The problem
Count the lines of the material below that contain the string "bottom", matching case exactly. Reply with the number alone.

Region labeling records
-------
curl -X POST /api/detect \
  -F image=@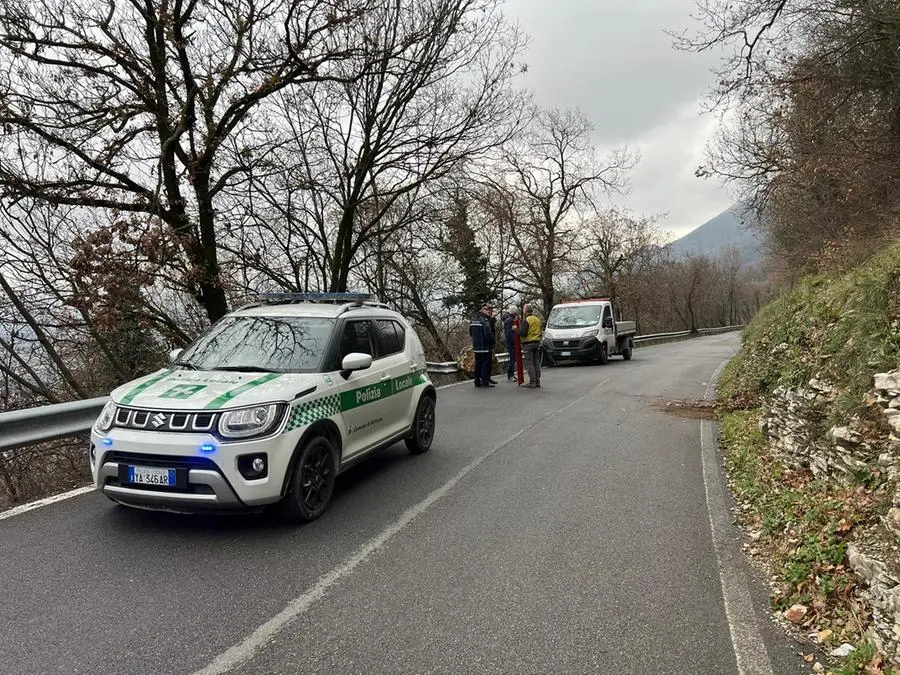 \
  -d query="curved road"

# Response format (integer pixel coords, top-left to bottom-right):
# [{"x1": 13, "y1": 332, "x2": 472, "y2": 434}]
[{"x1": 0, "y1": 334, "x2": 802, "y2": 674}]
-------
Correct output
1